Pan, amour et flûte

Le 15 février, à Rome, avait lieu la fête des Lupercales (Lupercalia), à l’origine une fête de bergers, protégés par le dieu latin Faunus, alias Lupercus, qui écartait les loups (lupi) des troupeaux, nous apprend le Dictionnaire de l’AntiquitéFaunus, dieu rustique et devin, était la version latine du dieu grec Pan.

Pan, fils d’Hermès (Mercure, en latin), était un dieu mi-homme mi-bouc, exubérant et joyeux, mais très laid.

Dieu des bergers-chevriers, et compagnon des satyres et des faunes — autres créatures caprines et réputées lubriques comme lui —, il vivait dans des endroits sauvages et déserts de Grèce. Il aimait y jouer de la musique et faire du bruit ; c’est pourquoi les sons entendus la nuit dans ces lieux solitaires produisaient des peurs paniques !

Souvent amoureux des jolies nymphes des bois, il se faisait toujours éconduire, du fait de sa laideur.

Comme on n’est pas loin du 14 février et de la Saint-Valentin, voici une des histoires d’amour de Pan, racontée par le poète latin Ovide dans le Livre I des Métamorphoses.

========================

__Petit exercice a__. Reproduisez le passage sur Pan en entier, mot pour mot.
Ces enregistrements n'ont aucun lien avec le passage sur Pan.

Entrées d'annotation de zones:
========================

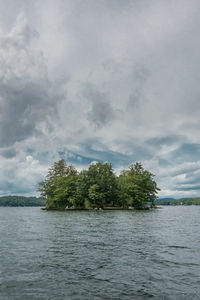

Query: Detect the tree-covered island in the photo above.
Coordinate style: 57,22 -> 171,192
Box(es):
38,159 -> 159,210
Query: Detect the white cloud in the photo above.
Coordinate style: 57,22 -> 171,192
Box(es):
0,0 -> 200,196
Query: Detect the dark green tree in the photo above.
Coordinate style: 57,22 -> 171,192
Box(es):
118,162 -> 159,208
38,159 -> 77,208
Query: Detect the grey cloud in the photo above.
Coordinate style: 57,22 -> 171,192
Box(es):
0,0 -> 200,195
84,84 -> 114,127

========================

__Petit exercice b__. Transcrivez à l'identique toutes les lignes des enregistrements d'annotation de zones, en laissant les images de côté.

__Solution a__.
Pan, amour et flûte

Le 15 février, à Rome, avait lieu la fête des Lupercales (Lupercalia), à l’origine une fête de bergers, protégés par le dieu latin Faunus, alias Lupercus, qui écartait les loups (lupi) des troupeaux, nous apprend le Dictionnaire de l’AntiquitéFaunus, dieu rustique et devin, était la version latine du dieu grec Pan.

Pan, fils d’Hermès (Mercure, en latin), était un dieu mi-homme mi-bouc, exubérant et joyeux, mais très laid.

Dieu des bergers-chevriers, et compagnon des satyres et des faunes — autres créatures caprines et réputées lubriques comme lui —, il vivait dans des endroits sauvages et déserts de Grèce. Il aimait y jouer de la musique et faire du bruit ; c’est pourquoi les sons entendus la nuit dans ces lieux solitaires produisaient des peurs paniques !

Souvent amoureux des jolies nymphes des bois, il se faisait toujours éconduire, du fait de sa laideur.

Comme on n’est pas loin du 14 février et de la Saint-Valentin, voici une des histoires d’amour de Pan, racontée par le poète latin Ovide dans le Livre I des Métamorphoses.

__Solution b__.
Query: Detect the tree-covered island in the photo above.
Coordinate style: 57,22 -> 171,192
Box(es):
38,159 -> 159,210
Query: Detect the white cloud in the photo above.
Coordinate style: 57,22 -> 171,192
Box(es):
0,0 -> 200,196
Query: Detect the dark green tree in the photo above.
Coordinate style: 57,22 -> 171,192
Box(es):
118,162 -> 159,208
38,159 -> 77,208
Query: Detect the grey cloud in the photo above.
Coordinate style: 57,22 -> 171,192
Box(es):
0,0 -> 200,195
84,84 -> 114,127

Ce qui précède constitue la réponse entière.